▶ _WHAT THIS EXERCISE ASKS_
(a) According to the New York bankruptcy exemptions text, up to what value is a residence in Dutchess County protected?
(b) Pick up the New York bankruptcy exemptions text after its last sentence and continue it.

Below is a list of commonly used New York bankruptcy exemptions. Unless otherwise indicated, all references are to the New York Code Civil Practice Law and Rules.
You may only protect up to $11,025 worth of total value in items listed under Civil Practice Law and Rules §5205 (see below).
5206(a) - House, condominium, co-op, or mobile home used as a residence, up to the following values, based on the county in which the property is located:
$165,550 in Kings, Queens, New York, Bronx, Richmond, Nassau, Suffolk, Rockland, Westchester and, Putnam counties
$137,950 in Dutchess, Albany, Columbia, Orange, Saratoga, and Ulster counties
$82,775 in all other remaining counties of the state
To learn more, see The New York Homestead Exemption.
Banking 407 - $600 on deposit with a savings and loan association
5205 – Stoves and heating equipment for use in your home and fuel for 120 days, sewing machine, religious texts, family photos and portraits, school books, books up to $550 in value, seat or pew used for religious worship, domestic animals up to $1,100 in value, food for you and your family for 120 days, clothing, furniture, refrigerator, radio, tv, computer, cell phone, kitchenwares, prescribed health aids, wedding ring, watch/jewelry/art up to $1,100 in value
5205, Debtor & Creditor §282 – One motor vehicle up to $4,425 in value or up to $11,025 if equipped for use by a disabled debtor (To learn more, see The New York Motor Vehicle Exemption in Bankruptcy). The motor vehicle exemption does not protect your vehicle from debt owed for domestic support obligations or to the State of New York.
5205 – Property or damages arising from the damage of exempt personal property, for up to one year after collection of proceeds. For example, an insurance claim for a damaged vehicle or a cause of action against someone who vandalized your home.

(Stored data entries)
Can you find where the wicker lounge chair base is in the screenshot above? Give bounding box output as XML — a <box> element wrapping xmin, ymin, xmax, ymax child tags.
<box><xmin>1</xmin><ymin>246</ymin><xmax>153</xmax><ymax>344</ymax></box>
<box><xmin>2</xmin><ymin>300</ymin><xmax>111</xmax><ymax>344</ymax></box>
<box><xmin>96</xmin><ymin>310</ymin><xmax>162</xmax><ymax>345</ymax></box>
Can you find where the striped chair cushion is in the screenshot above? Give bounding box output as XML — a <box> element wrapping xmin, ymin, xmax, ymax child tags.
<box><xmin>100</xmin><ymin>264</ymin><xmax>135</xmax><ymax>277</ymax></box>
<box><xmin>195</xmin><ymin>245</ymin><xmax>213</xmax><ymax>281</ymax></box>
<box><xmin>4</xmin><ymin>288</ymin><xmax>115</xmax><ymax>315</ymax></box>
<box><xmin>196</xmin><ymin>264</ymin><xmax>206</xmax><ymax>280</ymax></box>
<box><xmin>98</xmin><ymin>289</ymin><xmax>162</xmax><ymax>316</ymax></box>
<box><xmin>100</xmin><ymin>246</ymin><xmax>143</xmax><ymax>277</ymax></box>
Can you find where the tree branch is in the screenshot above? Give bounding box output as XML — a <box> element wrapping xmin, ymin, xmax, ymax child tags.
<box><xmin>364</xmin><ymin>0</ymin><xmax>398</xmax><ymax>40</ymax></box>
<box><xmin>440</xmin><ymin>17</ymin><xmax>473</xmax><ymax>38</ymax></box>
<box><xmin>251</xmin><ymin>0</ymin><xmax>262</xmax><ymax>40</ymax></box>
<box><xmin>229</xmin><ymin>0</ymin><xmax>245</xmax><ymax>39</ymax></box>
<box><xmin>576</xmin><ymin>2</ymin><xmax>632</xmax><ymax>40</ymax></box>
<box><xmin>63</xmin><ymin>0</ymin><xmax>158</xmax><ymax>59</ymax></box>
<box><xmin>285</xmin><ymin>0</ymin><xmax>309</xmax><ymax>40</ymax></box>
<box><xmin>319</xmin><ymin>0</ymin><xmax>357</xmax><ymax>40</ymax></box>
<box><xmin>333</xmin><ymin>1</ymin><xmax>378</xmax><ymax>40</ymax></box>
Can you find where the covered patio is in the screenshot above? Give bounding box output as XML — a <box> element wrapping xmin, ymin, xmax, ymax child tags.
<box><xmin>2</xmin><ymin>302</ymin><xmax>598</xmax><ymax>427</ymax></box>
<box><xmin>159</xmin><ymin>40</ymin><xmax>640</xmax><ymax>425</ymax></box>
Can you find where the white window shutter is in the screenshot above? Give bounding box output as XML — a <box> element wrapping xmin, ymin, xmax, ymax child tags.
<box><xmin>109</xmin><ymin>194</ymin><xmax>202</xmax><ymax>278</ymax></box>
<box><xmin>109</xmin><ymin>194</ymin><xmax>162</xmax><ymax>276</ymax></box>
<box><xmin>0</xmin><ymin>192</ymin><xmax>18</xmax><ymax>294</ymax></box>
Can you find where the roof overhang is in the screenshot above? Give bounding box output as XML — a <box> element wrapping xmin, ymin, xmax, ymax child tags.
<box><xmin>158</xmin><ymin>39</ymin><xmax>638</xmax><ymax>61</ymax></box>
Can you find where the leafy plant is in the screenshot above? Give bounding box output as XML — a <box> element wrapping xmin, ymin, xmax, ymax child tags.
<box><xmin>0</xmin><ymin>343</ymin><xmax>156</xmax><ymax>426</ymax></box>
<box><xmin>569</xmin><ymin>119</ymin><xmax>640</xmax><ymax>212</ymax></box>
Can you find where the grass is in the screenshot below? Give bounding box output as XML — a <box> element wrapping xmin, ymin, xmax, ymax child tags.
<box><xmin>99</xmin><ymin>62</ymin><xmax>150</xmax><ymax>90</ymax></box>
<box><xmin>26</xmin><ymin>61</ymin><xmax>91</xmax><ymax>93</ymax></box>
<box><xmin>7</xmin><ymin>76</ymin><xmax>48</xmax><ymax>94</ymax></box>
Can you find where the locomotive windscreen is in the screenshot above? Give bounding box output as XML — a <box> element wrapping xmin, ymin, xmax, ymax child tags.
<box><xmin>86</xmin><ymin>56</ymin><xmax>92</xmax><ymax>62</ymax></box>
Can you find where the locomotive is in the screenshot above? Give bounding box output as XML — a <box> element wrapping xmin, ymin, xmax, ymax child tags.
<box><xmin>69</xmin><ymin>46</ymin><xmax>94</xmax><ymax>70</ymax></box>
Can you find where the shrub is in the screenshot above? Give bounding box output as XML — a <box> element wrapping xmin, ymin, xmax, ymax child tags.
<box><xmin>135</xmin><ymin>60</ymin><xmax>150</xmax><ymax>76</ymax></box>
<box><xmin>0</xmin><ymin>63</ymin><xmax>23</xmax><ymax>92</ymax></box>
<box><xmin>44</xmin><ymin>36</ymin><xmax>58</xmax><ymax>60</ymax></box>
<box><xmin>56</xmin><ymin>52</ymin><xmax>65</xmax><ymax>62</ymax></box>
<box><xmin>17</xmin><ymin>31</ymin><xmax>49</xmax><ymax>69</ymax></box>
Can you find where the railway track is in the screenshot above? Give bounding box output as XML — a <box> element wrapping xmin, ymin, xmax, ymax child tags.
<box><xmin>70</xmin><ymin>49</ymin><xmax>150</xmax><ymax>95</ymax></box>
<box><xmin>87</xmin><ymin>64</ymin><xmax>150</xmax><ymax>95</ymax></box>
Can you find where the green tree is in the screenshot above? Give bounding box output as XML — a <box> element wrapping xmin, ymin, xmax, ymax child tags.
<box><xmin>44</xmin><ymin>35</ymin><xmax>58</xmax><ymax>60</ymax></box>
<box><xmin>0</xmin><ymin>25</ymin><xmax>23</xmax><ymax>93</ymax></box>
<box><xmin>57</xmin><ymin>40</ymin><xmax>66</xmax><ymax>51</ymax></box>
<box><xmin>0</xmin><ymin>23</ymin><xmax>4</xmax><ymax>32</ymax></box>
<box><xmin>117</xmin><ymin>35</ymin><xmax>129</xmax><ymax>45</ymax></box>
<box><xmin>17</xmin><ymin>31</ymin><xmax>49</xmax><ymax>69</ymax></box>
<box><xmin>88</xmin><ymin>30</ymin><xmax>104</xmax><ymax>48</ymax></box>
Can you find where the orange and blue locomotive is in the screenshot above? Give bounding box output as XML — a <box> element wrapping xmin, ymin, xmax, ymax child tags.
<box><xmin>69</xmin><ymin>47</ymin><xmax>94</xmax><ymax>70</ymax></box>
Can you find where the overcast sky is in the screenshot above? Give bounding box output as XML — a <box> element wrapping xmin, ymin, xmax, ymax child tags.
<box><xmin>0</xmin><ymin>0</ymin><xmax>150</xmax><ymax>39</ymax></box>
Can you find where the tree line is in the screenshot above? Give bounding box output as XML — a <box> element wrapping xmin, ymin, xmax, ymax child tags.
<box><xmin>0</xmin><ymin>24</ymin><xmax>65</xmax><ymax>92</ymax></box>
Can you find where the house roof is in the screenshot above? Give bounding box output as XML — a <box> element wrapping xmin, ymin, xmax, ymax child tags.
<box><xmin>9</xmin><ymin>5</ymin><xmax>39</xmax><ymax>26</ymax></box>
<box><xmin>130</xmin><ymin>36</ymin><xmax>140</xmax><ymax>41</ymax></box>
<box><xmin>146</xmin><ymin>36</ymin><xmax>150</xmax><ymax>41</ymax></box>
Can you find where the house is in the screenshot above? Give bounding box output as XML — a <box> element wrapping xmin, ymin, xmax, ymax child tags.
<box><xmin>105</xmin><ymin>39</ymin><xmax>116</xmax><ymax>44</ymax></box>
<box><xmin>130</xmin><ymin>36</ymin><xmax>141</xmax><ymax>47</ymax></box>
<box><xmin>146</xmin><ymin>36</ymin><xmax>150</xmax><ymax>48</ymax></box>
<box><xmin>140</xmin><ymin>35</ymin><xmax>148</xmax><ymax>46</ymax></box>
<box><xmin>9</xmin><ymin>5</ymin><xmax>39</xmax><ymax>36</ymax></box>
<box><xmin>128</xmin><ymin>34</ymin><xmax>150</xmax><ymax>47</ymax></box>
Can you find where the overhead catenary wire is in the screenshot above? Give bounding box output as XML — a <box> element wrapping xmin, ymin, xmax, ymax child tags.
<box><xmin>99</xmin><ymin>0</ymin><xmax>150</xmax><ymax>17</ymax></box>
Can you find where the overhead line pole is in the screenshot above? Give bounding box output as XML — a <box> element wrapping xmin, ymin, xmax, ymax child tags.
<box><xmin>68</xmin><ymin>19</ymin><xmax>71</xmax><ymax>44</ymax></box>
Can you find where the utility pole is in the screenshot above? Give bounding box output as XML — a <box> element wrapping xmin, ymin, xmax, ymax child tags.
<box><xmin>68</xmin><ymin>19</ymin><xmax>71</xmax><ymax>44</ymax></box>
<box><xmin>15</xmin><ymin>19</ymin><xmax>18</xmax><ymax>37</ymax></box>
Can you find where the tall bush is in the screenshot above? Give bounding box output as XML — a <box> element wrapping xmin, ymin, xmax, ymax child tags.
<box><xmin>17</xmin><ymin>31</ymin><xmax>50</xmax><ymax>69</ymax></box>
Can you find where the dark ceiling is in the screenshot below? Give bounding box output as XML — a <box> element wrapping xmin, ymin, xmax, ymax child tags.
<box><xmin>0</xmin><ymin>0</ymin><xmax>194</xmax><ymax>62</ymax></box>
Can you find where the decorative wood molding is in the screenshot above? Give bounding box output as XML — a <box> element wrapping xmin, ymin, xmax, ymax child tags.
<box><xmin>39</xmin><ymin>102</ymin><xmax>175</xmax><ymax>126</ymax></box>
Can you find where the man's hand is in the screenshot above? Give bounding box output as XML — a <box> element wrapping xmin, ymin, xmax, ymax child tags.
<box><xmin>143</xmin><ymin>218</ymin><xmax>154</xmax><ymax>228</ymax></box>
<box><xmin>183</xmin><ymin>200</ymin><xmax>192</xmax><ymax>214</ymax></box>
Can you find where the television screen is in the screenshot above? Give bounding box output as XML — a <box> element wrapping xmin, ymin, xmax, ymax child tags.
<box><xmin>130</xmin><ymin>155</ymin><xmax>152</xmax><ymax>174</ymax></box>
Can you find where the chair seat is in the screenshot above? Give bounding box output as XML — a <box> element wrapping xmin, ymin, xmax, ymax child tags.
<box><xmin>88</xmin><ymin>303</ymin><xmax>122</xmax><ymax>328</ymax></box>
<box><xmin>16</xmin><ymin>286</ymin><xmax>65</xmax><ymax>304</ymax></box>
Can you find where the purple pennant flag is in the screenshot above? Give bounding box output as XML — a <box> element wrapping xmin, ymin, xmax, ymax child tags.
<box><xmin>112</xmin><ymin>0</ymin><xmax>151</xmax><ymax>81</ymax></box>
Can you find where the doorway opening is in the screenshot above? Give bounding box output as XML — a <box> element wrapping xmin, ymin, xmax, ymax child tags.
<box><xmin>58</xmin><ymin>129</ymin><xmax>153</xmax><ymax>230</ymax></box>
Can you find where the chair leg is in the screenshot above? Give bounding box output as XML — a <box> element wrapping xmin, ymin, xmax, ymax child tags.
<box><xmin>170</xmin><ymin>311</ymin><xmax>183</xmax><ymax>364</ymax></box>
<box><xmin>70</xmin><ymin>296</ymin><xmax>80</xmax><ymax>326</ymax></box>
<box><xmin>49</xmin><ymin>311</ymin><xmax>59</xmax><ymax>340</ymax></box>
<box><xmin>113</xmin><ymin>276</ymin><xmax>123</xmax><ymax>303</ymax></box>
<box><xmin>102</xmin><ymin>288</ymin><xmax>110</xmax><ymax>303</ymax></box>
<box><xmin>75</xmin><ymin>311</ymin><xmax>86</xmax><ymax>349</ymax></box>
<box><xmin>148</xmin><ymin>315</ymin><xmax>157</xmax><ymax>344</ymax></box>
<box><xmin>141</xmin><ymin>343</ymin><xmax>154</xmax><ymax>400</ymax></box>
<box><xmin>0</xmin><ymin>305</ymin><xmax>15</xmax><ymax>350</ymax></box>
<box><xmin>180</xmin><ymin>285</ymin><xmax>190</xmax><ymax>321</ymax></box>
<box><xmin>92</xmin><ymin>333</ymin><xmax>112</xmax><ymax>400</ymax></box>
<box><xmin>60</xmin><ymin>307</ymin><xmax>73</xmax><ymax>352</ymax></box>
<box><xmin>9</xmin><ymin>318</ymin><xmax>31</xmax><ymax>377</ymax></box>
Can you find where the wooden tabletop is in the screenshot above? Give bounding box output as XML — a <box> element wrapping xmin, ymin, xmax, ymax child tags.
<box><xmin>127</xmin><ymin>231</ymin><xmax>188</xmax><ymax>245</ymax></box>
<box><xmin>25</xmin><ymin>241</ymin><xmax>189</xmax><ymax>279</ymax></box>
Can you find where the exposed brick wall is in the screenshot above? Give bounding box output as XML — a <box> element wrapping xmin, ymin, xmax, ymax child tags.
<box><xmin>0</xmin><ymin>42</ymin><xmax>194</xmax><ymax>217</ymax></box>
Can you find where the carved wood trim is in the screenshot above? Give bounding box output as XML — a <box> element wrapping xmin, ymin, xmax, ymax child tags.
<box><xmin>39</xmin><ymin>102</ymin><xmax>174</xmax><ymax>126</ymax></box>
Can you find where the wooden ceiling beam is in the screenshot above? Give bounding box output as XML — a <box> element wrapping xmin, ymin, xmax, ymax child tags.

▶ _RESPONSES_
(a) $137,950

(b)
5205 – All property held in a spendthrift trust for a debtor if the trust was created by or proceeded from someone other than you
5205 - Uniforms, arms, and equipment used in military service and pensions and awards awarded for military service
Debt & Credit 283(2) - Cash (including savings bonds, tax refunds, bank and credit union deposits) to $5,525. Or, if you don't use the homestead exemption, unused personal property exemptions up to $11,025.
5205, Debtor & Creditor §282 – IRA, 401(k), Keogh, or other qualified retirement plan; Social Security, unemployment, disability, public assistance, workers’ compensation or veteran’s benefits
Debtor & Creditor §282 – Benefits from crime victim’s reparations laws, payment for wrongful death of your dependent or a person upon whom you were dependent and up to $7,500 for personal bodily injury
Debtor & Creditor §282 --
5205 - 90% of income received within 60 days before filing bankruptcy; 90% of earnings from the sale of milk on your farm; 100% of pay to a noncommissioned officer, private, or musician in the armed forces of the U.S. or N.Y.
5205 – Court-ordered alimony, maintenance or child support
In re Wiltsie, 463 B.R. 223 (Bankr .N.D. N.Y. 2011)
5205 - Security deposits being held for rental real estate or utilities; service animals; necessary medical and dental accessories; New York State college choice tuition savings program trust fund payments for the benefit of a minor or up to $10,000 of value if you own the account; cash surrender value of insurance policies
5206 - Burial plot no larger than 1/4 acre with no building or structure (other than headstone or monument) upon it
5205 - tools necessary for your profession up to $3,300 in value
5205 - $1,100 of any personal property or cash if you don’t use the homestead exemption (learn more about the New York Wildcard Exemption)
This list includes some of the more commonly used New York bankruptcy exemptions, but there are numerous other exemptions available to protect specific property. Additionally, New York updates its exemptions every three years. You can verify the current exemption amounts at the website of the New York Legislature or by checking the statutes yourself. (To learn how to do this, see Nolo’s Legal Research Center).